■ Document section ■
------
Well, okay, so her birthday was actually Friday, the 22nd. But I imagine that as long as you don’t ask her age, or if you at least intimate that it must certainly be far younger than the actual number (121 to be exact, as she was born in 1892), I am sure that Millay would be quite happy to spend this entire weekend as the center of attention in a celebration that’s all about her.
I am sorry that I didn’t get this post out to you sooner, but aside from working this weekend, I’ve been spending a great deal of time soaking Vincent, as she liked to be called, all in, reading more on her, and re-reading poems, including my 1922 hard copy of A Few Figs From Thistles.
It’s a lovely little read and if you click here, the whole text is online. I’ve also spent a great deal of time listening to others read her poems, like this young man on soundcloud who took the time,on what appears to be a college or public radio station in Philadelphia, to read the entire volume I just mentioned. It takes him about a half an hour, and his commentary is frankly kind of cute.
Beyond a few of her poems in her own voice and many other competent readers, the most exciting surprise was the discovery of several of Millay’s poems set to music, in styles from folk to classical, from rap to stage musical. Most were great to listen to, some were amazing, and others were, well, brave. I’ll include a few favorites below.
It was also lovely to find that there is an actress who has been doing a show on the road about Millay’s life, letters, poetry and plays. Sue McCormick was interviewed by BBC Radio 4 about her show “Wild as the White Waves,” and you can listen in by clicking here.
Kate Bolick’s article, “Working Girl” on the Poetry Foundation website is a great read for more information about Millay. It’s where I learned that although she is usually credited, even today, as being the first woman to win the Pulitzer Prize for Poetry, the fact is that there were two lady poets before her to win that prize. “But who beyond poetry scholars remembers Sara Teasdale and Margaret Widdemer?” Kate also did a fetching little podcast with Curtis Fox of “Poetry Off the Shelf” for Valentine’s Day. “Poetry’s Adventurous Valentine,” is definitely well worth a listen.
If you’ve been reading here long you just might remember my video and post about her during April’s National Poetry Month, and my little poem “Of My Ego and the Muse” that seems to be inspired by her “Portrait by a Neighbor.” I had commented then that I was a bit annoyed by a bookstore matron’s verbal dislike of Millay the day I purchased my old copy of A Few Figs from Thistles.
But as much as her critics’ ire surprises me, I am even more puzzled by those who love her work but fail to see the depth of irony in it. One of the interviews I listened to quoted a man who said that Millay is not studied in college because her meaning is too clear and obvious. “She is not difficult enough.” Oh, and this, dear reader you may know is a pet peeve of mine. Accessible does not equal simplistic. How can someone read “Second Fig” and not realize that the poet is very much aware, not only of how much she is rebelling against certain societal values, but how precarious some such rebellions are.
SECOND FIG
SAFE upon the solid rock the ugly houses stand:
Come and see my shining palace built upon the sand!
------
■ Records for this exercise ■
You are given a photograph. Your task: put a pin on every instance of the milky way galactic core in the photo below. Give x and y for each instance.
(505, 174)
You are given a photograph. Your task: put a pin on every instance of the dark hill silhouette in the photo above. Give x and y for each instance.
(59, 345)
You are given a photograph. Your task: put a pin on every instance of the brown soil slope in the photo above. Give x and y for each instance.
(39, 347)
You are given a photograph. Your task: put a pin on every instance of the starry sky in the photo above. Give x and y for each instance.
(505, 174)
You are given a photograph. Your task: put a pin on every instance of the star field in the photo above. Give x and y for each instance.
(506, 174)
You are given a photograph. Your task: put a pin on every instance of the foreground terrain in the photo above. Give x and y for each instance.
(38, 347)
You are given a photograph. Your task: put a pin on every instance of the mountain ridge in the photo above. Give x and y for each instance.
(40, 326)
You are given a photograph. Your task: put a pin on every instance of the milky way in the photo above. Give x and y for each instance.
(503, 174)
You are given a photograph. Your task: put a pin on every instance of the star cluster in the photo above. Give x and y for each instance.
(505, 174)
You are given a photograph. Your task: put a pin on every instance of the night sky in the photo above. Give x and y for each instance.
------
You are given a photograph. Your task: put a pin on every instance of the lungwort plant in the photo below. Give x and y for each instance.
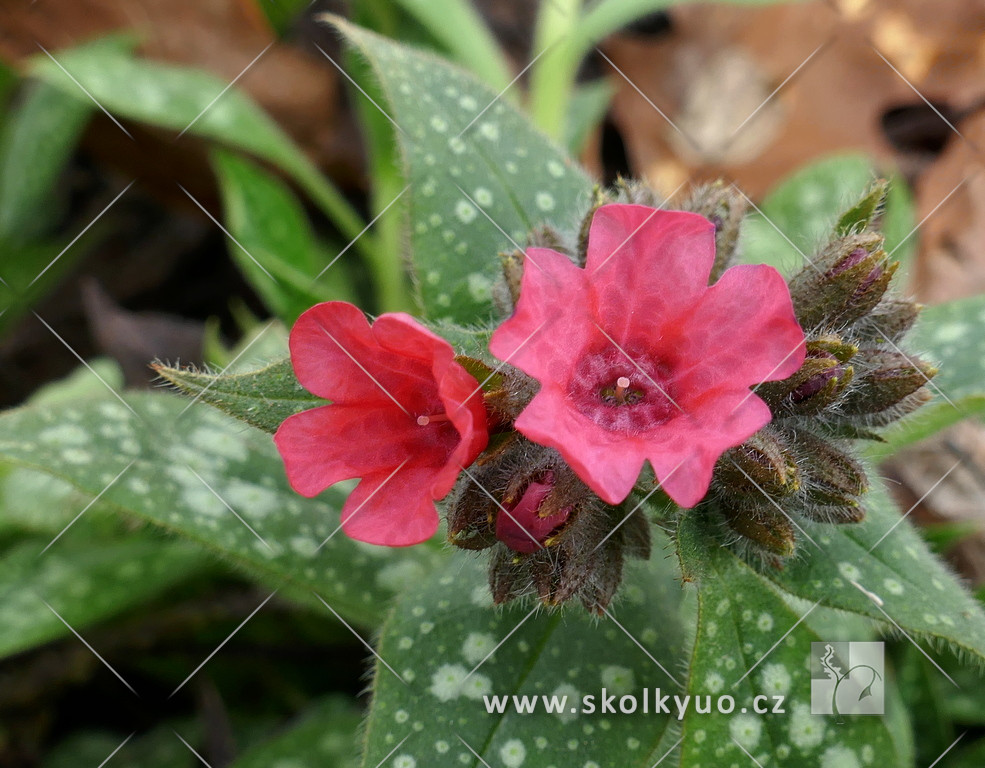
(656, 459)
------
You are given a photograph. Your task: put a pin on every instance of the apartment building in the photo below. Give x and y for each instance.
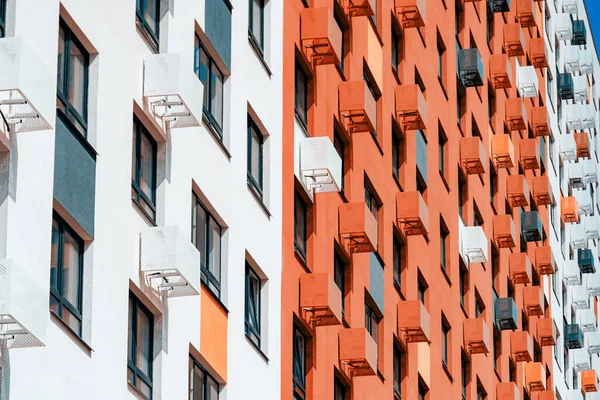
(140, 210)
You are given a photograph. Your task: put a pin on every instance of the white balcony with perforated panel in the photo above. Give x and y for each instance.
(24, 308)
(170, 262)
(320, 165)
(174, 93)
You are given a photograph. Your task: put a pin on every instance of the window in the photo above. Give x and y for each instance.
------
■ Exercises ■
1. Tally the lines of the records that contain the string "milky", treating case as significant, and give only the number.
2. Carry on the post about Millay's birthday, picking up right after its last line.

■ Results for each task ■
1. 2

2.
Obviously the writer, or the speaker in the poem, is quite aware that what she has built will not remain standing for very long. How deftly in so few words she revels in the present glory whilst negatively critiquing its foundation. And the even more frequently quoted “First Fig” likewise has such an underlying irony and complexity to it.
FIRST FIG
MY candle burns at both ends;
It will not last the night;
But ah, my foes, and oh, my friends–
It gives a lovely light!
She knows that burning the candle at both ends, whether it be interpreted financially, romantically or otherwise, is quite a danger. Millay worked hard and played hard in those days. She knows the risk; “It will not last the night.” She is honest with herself, no sugar-coating the truth here, but she chooses, pardon the pun, to look on the bright side, as in the poem “The Penitent,” in which she says after a failed attempt at remorse, “But if I can’t be sorry, why, / I might as well be glad!”
THE PENITENT
I HAD a little Sorrow,
Born of a little Sin,
I found a room all damp with gloom
And shut us all within;
And, “Little Sorrow, weep,” said I,
“And, Little Sin, pray God to die,
And I upon the floor will lie
And think how bad I’ve been!”Alas for pious planning–
It mattered not a whit!
As far as gloom went in that room,
The lamp might have been lit!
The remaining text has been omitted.